[[ Records shown open ]]

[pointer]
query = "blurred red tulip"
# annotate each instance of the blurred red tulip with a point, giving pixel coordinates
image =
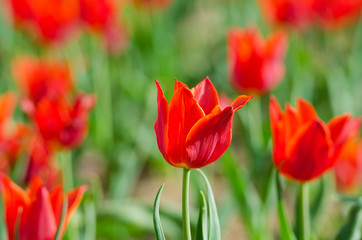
(348, 168)
(11, 135)
(41, 163)
(61, 123)
(100, 16)
(304, 146)
(255, 65)
(20, 11)
(36, 214)
(332, 13)
(39, 78)
(52, 20)
(97, 13)
(192, 130)
(153, 4)
(293, 13)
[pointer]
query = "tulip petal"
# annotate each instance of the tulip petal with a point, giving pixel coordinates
(74, 198)
(179, 84)
(184, 112)
(15, 200)
(291, 121)
(209, 138)
(306, 111)
(38, 222)
(308, 153)
(7, 106)
(240, 102)
(206, 95)
(161, 122)
(278, 130)
(343, 127)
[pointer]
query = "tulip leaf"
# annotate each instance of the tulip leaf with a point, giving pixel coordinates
(246, 196)
(351, 230)
(201, 228)
(58, 235)
(156, 216)
(285, 229)
(214, 224)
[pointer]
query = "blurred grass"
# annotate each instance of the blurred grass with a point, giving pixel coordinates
(186, 41)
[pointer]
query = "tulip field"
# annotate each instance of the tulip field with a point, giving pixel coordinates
(180, 119)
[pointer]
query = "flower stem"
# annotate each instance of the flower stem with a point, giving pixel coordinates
(303, 213)
(185, 204)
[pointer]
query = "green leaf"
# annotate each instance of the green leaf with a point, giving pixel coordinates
(3, 229)
(246, 196)
(58, 235)
(351, 230)
(285, 229)
(156, 216)
(201, 228)
(214, 225)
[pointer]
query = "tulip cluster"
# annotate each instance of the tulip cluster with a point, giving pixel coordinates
(52, 25)
(59, 117)
(58, 122)
(37, 213)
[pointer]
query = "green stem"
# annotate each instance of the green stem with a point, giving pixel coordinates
(303, 213)
(65, 161)
(185, 204)
(285, 230)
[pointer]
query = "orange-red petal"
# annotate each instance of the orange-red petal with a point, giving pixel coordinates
(209, 138)
(38, 221)
(161, 122)
(308, 153)
(206, 95)
(240, 102)
(184, 112)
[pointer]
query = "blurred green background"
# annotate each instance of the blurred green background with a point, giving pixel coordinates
(120, 160)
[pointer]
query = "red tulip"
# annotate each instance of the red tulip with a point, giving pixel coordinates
(294, 13)
(153, 4)
(35, 214)
(51, 20)
(336, 12)
(60, 122)
(41, 163)
(39, 78)
(255, 65)
(192, 130)
(304, 146)
(100, 16)
(348, 168)
(97, 13)
(11, 135)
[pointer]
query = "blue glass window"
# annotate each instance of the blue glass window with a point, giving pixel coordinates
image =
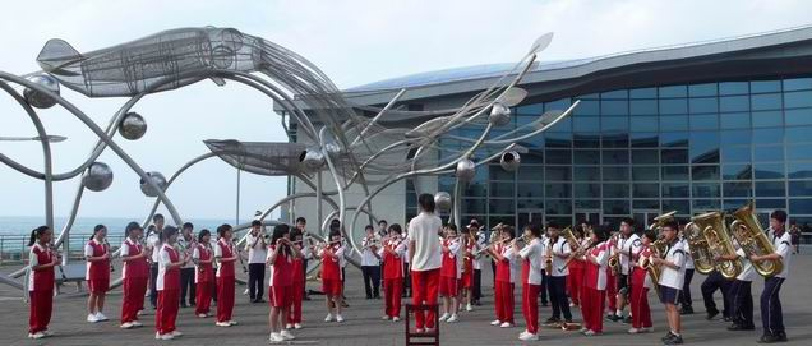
(738, 189)
(675, 172)
(615, 173)
(797, 84)
(734, 104)
(765, 102)
(795, 117)
(671, 156)
(733, 88)
(737, 172)
(646, 190)
(703, 105)
(801, 188)
(769, 189)
(645, 173)
(674, 123)
(735, 120)
(645, 124)
(765, 86)
(673, 106)
(674, 91)
(643, 107)
(587, 191)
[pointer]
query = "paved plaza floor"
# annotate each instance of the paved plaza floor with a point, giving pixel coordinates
(364, 326)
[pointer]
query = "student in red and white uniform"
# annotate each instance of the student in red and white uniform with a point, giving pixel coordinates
(593, 302)
(294, 319)
(203, 257)
(393, 252)
(225, 256)
(97, 252)
(331, 276)
(281, 255)
(170, 260)
(41, 280)
(505, 260)
(641, 312)
(135, 275)
(531, 256)
(448, 275)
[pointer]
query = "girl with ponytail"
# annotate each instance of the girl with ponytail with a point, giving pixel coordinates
(41, 282)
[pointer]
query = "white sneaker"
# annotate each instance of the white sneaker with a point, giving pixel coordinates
(275, 338)
(529, 337)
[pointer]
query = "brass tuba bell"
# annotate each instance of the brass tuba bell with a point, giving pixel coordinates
(713, 229)
(753, 241)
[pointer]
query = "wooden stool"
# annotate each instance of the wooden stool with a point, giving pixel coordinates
(427, 337)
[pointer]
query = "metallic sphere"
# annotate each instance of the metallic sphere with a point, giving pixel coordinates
(500, 115)
(98, 178)
(312, 159)
(38, 99)
(159, 180)
(510, 161)
(466, 169)
(132, 126)
(442, 200)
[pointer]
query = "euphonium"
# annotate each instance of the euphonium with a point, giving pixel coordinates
(753, 241)
(718, 240)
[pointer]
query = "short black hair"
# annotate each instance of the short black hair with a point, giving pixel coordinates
(779, 215)
(426, 202)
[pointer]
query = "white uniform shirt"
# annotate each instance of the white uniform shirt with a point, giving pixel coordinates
(560, 248)
(257, 253)
(533, 253)
(423, 230)
(782, 247)
(673, 277)
(368, 258)
(630, 245)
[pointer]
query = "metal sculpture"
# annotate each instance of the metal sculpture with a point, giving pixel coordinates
(352, 149)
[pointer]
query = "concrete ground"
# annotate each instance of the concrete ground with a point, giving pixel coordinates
(365, 327)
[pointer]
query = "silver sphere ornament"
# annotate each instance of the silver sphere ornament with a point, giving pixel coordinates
(442, 200)
(98, 178)
(500, 115)
(39, 99)
(312, 159)
(510, 161)
(466, 169)
(132, 126)
(158, 179)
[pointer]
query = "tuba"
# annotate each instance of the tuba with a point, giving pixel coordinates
(712, 227)
(747, 231)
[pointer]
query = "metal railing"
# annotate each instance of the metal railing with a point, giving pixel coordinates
(14, 248)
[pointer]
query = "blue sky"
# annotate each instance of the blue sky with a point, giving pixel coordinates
(354, 42)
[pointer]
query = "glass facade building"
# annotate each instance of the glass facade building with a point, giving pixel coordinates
(689, 148)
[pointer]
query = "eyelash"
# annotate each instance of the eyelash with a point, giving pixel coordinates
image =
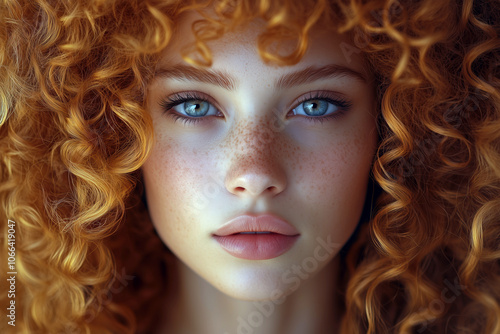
(168, 104)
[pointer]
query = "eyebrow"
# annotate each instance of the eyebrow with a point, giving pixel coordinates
(214, 77)
(227, 81)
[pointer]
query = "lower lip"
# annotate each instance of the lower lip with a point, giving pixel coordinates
(256, 246)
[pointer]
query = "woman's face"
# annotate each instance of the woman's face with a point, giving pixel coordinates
(243, 137)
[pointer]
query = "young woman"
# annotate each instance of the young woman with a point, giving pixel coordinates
(250, 166)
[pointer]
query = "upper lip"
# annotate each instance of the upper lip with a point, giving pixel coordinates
(257, 223)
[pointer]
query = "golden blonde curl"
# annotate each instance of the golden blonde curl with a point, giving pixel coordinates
(74, 133)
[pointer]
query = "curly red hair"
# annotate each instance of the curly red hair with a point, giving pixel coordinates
(74, 133)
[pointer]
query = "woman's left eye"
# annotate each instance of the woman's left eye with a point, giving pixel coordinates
(316, 107)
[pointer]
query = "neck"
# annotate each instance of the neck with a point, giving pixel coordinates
(201, 308)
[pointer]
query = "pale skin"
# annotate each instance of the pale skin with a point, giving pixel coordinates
(254, 150)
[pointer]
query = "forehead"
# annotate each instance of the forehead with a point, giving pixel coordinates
(239, 46)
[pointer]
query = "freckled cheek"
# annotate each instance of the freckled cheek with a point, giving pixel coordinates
(336, 181)
(172, 179)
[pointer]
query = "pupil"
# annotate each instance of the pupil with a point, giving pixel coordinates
(196, 108)
(315, 107)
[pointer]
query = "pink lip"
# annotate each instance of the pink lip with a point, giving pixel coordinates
(280, 236)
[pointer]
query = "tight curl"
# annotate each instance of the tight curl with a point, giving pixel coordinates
(74, 133)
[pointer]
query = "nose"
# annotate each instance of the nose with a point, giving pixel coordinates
(255, 169)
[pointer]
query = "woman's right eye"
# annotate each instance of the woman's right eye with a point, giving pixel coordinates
(188, 109)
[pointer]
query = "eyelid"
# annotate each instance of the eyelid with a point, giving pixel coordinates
(193, 94)
(311, 95)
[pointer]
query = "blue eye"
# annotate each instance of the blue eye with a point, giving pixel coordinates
(188, 108)
(194, 108)
(316, 107)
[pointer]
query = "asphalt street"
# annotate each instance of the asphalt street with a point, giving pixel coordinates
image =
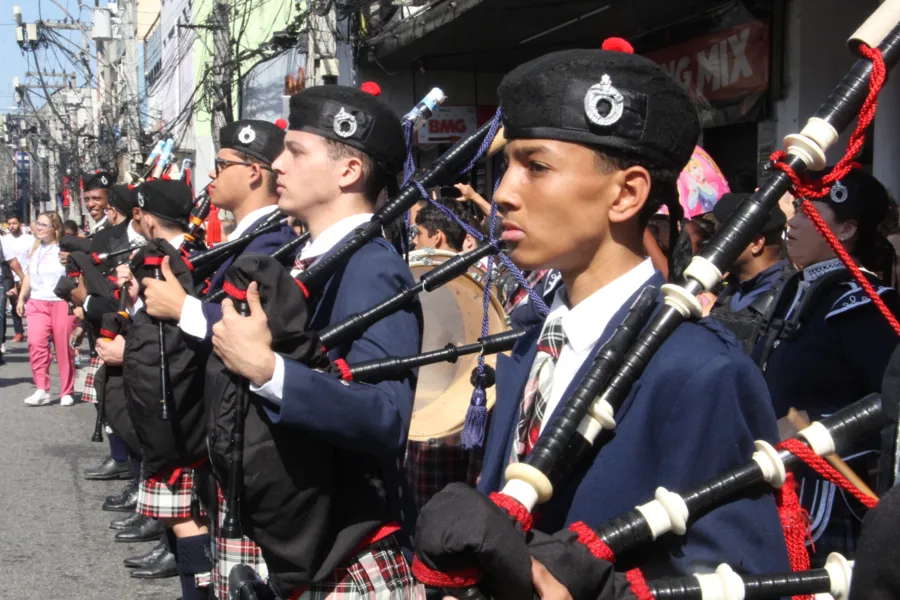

[[ Records shown closed ]]

§ Task item: Go through the data and gather every line that holds "asphalt".

§ Your solution:
query = "asphalt street"
# annotate each instance of the asphalt street with a point, giving pixel coordinates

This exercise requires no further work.